━━ Extracted material

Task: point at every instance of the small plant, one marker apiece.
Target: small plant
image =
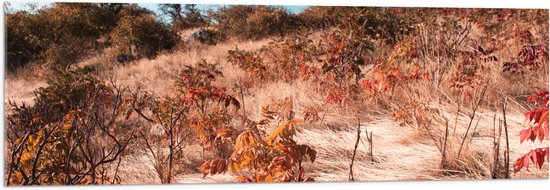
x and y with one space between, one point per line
275 157
538 130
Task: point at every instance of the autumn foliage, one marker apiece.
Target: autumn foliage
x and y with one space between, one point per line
538 130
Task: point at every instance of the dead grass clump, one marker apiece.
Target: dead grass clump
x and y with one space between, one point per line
472 164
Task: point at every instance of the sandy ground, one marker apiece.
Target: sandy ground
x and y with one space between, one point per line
400 153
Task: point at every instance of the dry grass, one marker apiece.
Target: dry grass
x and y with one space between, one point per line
402 153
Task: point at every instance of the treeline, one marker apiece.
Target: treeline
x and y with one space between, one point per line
63 33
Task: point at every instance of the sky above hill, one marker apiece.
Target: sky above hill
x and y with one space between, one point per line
24 5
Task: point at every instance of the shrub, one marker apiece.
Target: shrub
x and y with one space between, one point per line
58 35
273 157
142 35
253 22
72 135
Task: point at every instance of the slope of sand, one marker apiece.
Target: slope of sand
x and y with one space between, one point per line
400 153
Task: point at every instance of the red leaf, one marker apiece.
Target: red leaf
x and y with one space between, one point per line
525 134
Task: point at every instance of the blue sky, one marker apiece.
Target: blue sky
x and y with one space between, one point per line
19 5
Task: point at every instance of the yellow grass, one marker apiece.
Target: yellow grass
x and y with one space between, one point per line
402 153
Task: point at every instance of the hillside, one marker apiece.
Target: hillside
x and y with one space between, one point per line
436 97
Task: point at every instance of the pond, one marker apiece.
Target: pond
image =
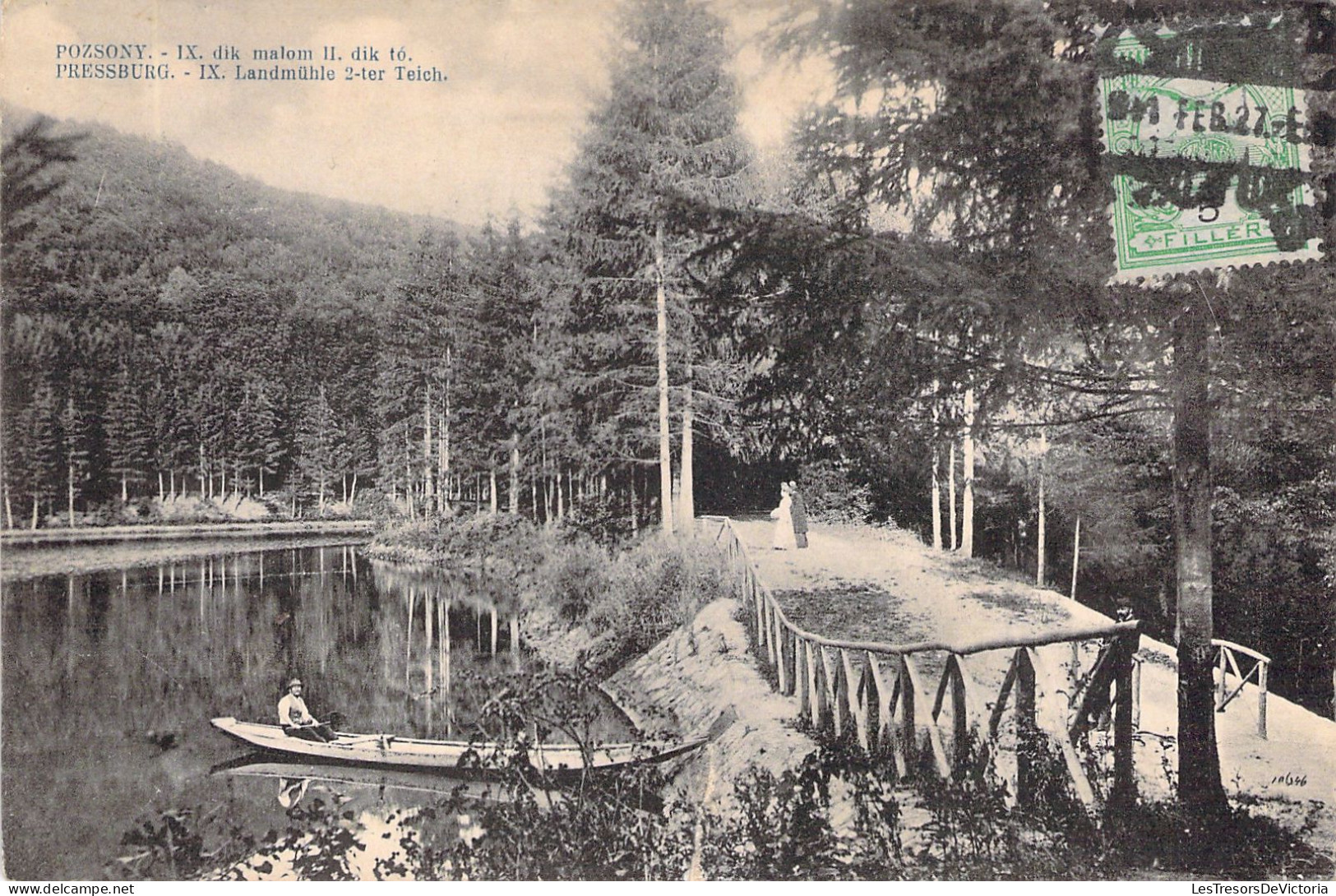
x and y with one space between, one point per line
110 679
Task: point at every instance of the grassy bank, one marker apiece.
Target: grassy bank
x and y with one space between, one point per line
154 532
581 601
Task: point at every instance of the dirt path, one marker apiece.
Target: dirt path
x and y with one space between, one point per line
874 585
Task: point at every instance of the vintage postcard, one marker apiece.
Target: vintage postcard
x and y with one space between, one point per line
667 440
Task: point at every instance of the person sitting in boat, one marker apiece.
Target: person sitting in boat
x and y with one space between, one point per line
297 720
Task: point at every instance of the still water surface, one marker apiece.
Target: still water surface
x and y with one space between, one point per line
110 679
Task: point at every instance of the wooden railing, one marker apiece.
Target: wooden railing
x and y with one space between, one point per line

━━━━

Reproduce the data from the line containing "Task: point at every instance of the vintage" through the end of the data, inclusive, requests included. Multiply every x and y coordinate in the answers by 0.45 and round to whole numbers, with halves rounded up.

Task: point at every instance of the vintage postcard, one marker apiece.
Target: vintage postcard
x and y with one space between, one point per line
300 198
Task: point at every instance of the person sitting in boat, one marker apiece.
Target: person sitting in boat
x and y with one space between, one point per line
134 324
Task: point at every instance of the still water surface, one marker apiece.
Target: still water surface
x and y with one space between, one point per line
50 306
Task: point at every instance of the wooden railing, one marker apiece.
Target: wooden railing
x and y with one space between, one point per line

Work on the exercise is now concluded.